Only the lines from the one containing "Mark the white hanging" through the end of the listing below belong in your answer; retype them exactly.

# # #

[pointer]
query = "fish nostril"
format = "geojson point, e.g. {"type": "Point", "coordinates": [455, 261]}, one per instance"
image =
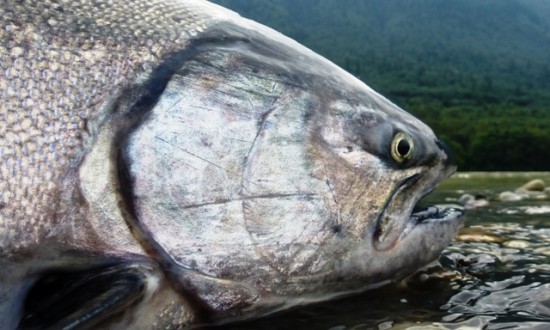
{"type": "Point", "coordinates": [451, 159]}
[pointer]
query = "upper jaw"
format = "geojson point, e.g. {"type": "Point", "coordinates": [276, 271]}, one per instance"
{"type": "Point", "coordinates": [401, 214]}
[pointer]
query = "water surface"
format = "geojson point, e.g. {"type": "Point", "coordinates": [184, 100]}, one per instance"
{"type": "Point", "coordinates": [495, 275]}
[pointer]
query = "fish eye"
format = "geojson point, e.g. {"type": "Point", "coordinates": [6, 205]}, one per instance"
{"type": "Point", "coordinates": [402, 147]}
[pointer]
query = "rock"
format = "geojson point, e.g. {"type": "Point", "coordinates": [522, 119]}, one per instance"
{"type": "Point", "coordinates": [533, 185]}
{"type": "Point", "coordinates": [517, 244]}
{"type": "Point", "coordinates": [509, 196]}
{"type": "Point", "coordinates": [472, 202]}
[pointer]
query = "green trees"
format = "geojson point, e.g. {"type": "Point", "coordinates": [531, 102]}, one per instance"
{"type": "Point", "coordinates": [477, 72]}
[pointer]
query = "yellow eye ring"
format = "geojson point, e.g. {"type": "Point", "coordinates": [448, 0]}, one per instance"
{"type": "Point", "coordinates": [402, 147]}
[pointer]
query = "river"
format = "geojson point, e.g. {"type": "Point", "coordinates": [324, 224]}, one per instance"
{"type": "Point", "coordinates": [495, 275]}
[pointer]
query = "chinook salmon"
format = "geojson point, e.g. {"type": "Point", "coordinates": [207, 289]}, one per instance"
{"type": "Point", "coordinates": [169, 163]}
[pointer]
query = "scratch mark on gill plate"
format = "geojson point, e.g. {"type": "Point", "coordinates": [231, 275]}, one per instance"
{"type": "Point", "coordinates": [249, 198]}
{"type": "Point", "coordinates": [190, 153]}
{"type": "Point", "coordinates": [203, 159]}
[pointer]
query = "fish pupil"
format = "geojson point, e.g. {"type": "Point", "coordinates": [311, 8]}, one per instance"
{"type": "Point", "coordinates": [403, 147]}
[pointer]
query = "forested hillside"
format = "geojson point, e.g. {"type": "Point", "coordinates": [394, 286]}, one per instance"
{"type": "Point", "coordinates": [477, 71]}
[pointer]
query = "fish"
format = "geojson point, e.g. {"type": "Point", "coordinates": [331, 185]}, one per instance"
{"type": "Point", "coordinates": [166, 164]}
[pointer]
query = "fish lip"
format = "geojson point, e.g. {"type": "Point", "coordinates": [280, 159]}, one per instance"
{"type": "Point", "coordinates": [415, 214]}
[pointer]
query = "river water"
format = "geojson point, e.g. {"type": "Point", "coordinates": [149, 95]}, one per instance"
{"type": "Point", "coordinates": [495, 275]}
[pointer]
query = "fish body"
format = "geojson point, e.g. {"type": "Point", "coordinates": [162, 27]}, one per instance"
{"type": "Point", "coordinates": [169, 163]}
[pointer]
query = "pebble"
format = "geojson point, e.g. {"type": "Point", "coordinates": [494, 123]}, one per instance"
{"type": "Point", "coordinates": [517, 244]}
{"type": "Point", "coordinates": [473, 202]}
{"type": "Point", "coordinates": [509, 196]}
{"type": "Point", "coordinates": [533, 185]}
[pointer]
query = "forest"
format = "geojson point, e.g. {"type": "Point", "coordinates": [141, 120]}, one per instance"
{"type": "Point", "coordinates": [476, 71]}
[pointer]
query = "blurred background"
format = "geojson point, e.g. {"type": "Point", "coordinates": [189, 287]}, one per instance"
{"type": "Point", "coordinates": [476, 71]}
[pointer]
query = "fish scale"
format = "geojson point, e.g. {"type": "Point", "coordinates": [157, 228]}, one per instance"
{"type": "Point", "coordinates": [62, 65]}
{"type": "Point", "coordinates": [170, 162]}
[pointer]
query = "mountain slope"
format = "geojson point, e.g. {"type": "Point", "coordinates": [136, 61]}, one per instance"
{"type": "Point", "coordinates": [483, 63]}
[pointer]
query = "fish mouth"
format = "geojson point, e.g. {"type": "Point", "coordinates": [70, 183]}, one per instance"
{"type": "Point", "coordinates": [403, 213]}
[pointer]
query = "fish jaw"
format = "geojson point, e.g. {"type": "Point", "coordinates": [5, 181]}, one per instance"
{"type": "Point", "coordinates": [273, 184]}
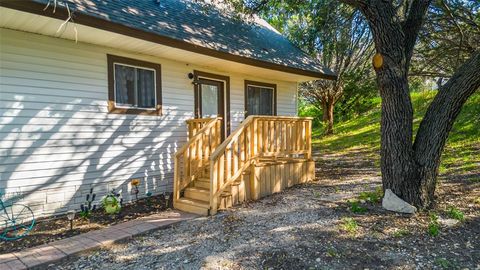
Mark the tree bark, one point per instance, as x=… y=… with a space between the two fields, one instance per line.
x=410 y=170
x=327 y=109
x=437 y=123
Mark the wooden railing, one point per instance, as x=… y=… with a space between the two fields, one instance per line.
x=257 y=136
x=195 y=125
x=195 y=154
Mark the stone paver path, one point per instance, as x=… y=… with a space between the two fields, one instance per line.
x=54 y=251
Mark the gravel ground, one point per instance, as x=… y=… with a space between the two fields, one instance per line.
x=303 y=228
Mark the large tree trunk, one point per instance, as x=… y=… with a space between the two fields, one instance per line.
x=328 y=117
x=410 y=170
x=327 y=110
x=438 y=121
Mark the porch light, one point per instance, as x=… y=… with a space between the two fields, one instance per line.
x=70 y=217
x=192 y=77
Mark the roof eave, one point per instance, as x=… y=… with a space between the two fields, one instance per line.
x=92 y=21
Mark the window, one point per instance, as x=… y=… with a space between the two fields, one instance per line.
x=260 y=98
x=134 y=86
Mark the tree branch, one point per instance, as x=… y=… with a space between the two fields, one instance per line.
x=411 y=28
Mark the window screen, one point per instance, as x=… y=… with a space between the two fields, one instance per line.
x=134 y=87
x=260 y=100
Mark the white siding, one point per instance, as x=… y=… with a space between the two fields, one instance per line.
x=57 y=139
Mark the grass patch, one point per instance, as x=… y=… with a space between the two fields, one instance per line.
x=363 y=133
x=444 y=263
x=401 y=233
x=372 y=196
x=434 y=225
x=356 y=208
x=476 y=200
x=455 y=213
x=349 y=225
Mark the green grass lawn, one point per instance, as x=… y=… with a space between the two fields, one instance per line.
x=462 y=152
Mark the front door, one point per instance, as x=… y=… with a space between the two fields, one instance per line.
x=209 y=100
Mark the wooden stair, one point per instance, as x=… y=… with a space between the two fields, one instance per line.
x=196 y=197
x=262 y=156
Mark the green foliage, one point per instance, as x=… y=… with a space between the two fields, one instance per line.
x=112 y=202
x=444 y=263
x=356 y=208
x=455 y=213
x=363 y=133
x=309 y=110
x=359 y=91
x=433 y=226
x=88 y=207
x=372 y=196
x=332 y=252
x=477 y=200
x=416 y=84
x=401 y=233
x=349 y=225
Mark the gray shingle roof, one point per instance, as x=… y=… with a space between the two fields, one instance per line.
x=202 y=25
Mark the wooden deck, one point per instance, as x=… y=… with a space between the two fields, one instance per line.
x=264 y=155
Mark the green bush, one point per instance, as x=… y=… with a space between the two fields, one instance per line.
x=356 y=208
x=455 y=213
x=433 y=226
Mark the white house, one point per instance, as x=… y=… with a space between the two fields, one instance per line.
x=104 y=98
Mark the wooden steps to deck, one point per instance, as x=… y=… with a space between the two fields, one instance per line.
x=264 y=155
x=192 y=206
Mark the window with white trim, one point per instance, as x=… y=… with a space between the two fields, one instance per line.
x=134 y=86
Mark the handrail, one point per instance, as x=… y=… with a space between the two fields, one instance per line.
x=257 y=136
x=195 y=125
x=195 y=154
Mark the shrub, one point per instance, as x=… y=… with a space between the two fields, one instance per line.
x=455 y=213
x=356 y=208
x=88 y=207
x=372 y=196
x=433 y=226
x=349 y=225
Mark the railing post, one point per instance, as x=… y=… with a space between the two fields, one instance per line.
x=253 y=141
x=308 y=135
x=213 y=187
x=176 y=179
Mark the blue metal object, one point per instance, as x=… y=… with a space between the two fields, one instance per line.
x=16 y=220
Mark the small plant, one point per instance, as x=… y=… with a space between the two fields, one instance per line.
x=444 y=263
x=149 y=199
x=135 y=183
x=434 y=225
x=356 y=208
x=349 y=225
x=401 y=233
x=88 y=207
x=455 y=213
x=332 y=252
x=477 y=200
x=372 y=196
x=112 y=203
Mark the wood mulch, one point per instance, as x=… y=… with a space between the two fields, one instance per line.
x=49 y=229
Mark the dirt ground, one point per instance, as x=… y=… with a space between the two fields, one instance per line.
x=50 y=229
x=312 y=226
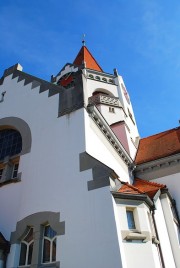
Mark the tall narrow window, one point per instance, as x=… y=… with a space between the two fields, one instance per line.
x=26 y=248
x=49 y=245
x=10 y=143
x=130 y=219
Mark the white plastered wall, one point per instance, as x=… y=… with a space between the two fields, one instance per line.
x=52 y=181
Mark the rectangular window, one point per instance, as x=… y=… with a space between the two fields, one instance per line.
x=130 y=219
x=1 y=172
x=176 y=219
x=15 y=171
x=111 y=110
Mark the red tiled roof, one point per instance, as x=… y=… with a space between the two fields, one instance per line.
x=148 y=187
x=141 y=187
x=158 y=146
x=85 y=56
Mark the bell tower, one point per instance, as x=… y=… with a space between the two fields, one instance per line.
x=84 y=84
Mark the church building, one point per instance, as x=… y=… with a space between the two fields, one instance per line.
x=79 y=188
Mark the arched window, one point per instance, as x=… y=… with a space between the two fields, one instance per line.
x=49 y=245
x=10 y=150
x=26 y=248
x=10 y=143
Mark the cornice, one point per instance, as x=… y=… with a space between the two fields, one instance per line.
x=158 y=164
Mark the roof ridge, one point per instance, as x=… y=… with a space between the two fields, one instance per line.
x=91 y=62
x=152 y=183
x=168 y=130
x=134 y=188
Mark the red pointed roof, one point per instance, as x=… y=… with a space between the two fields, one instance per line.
x=85 y=56
x=141 y=187
x=158 y=146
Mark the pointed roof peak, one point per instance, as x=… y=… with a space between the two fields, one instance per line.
x=85 y=56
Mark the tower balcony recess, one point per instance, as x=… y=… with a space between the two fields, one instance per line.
x=104 y=99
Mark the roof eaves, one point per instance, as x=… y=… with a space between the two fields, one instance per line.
x=139 y=197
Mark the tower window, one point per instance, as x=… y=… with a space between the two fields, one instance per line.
x=97 y=78
x=1 y=172
x=49 y=245
x=26 y=248
x=130 y=219
x=15 y=171
x=111 y=110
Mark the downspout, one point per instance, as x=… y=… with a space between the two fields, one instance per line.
x=158 y=244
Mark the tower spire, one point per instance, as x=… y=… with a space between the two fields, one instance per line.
x=83 y=40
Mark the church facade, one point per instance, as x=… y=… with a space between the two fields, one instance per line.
x=78 y=186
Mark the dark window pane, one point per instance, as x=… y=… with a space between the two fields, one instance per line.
x=10 y=143
x=130 y=219
x=30 y=253
x=29 y=236
x=46 y=251
x=49 y=232
x=54 y=250
x=23 y=254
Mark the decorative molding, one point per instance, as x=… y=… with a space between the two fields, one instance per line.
x=108 y=133
x=158 y=165
x=104 y=99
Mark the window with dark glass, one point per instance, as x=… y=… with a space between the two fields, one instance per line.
x=26 y=248
x=130 y=219
x=49 y=245
x=1 y=172
x=15 y=171
x=10 y=148
x=10 y=143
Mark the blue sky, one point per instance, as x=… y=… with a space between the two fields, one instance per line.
x=141 y=38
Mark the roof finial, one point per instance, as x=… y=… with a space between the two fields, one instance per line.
x=83 y=40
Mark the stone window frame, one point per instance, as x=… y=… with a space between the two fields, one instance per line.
x=38 y=221
x=8 y=163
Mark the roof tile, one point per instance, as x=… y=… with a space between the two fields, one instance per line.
x=161 y=145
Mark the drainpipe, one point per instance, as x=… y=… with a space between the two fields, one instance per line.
x=158 y=244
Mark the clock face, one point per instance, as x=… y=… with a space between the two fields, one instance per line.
x=125 y=93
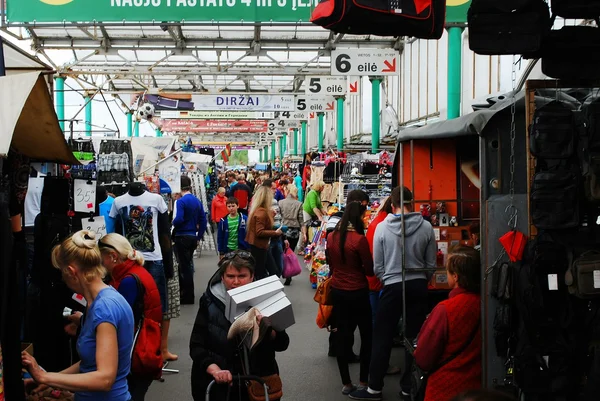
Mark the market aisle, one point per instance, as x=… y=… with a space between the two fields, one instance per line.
x=307 y=372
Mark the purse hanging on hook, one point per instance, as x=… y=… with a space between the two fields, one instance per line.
x=513 y=241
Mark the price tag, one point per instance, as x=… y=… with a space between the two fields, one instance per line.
x=553 y=282
x=84 y=196
x=98 y=226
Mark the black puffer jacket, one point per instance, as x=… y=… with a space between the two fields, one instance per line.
x=208 y=345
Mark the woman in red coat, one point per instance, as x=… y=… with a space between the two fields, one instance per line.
x=449 y=343
x=122 y=262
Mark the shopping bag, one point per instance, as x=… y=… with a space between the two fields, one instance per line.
x=291 y=265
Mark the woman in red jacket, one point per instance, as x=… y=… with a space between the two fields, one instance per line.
x=449 y=343
x=350 y=262
x=122 y=262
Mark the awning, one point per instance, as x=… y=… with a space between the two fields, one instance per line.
x=470 y=124
x=28 y=120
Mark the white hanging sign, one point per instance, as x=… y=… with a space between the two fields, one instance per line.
x=84 y=196
x=95 y=224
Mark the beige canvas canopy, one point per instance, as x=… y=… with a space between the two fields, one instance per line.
x=28 y=121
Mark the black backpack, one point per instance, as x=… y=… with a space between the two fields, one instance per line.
x=424 y=19
x=554 y=202
x=544 y=356
x=552 y=134
x=586 y=9
x=591 y=153
x=507 y=27
x=572 y=52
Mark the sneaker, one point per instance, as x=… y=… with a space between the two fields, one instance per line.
x=348 y=389
x=393 y=370
x=364 y=394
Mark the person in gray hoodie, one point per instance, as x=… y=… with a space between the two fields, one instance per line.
x=421 y=250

# # #

■ **Solution to this exercise**:
Mark the white hanging sign, one point per instance, as x=… y=… with a space between the two fields, one instance per line.
x=84 y=196
x=95 y=224
Mark the beige canvas canopy, one point per instance, as x=… y=… with a space between the two fields, one instance per line.
x=28 y=121
Mark the black backpack, one point per instance, as x=… y=… with a space between the two fields, one instance per line.
x=424 y=19
x=554 y=202
x=544 y=356
x=552 y=134
x=586 y=9
x=591 y=153
x=507 y=27
x=572 y=52
Mark the sneaker, one point per instance, as x=… y=… with a space between the two fields, one instance per line.
x=348 y=389
x=393 y=370
x=364 y=394
Mark the person in gray hoodie, one point per instance, as x=… y=… with a space between the two fields, one instance per line.
x=421 y=250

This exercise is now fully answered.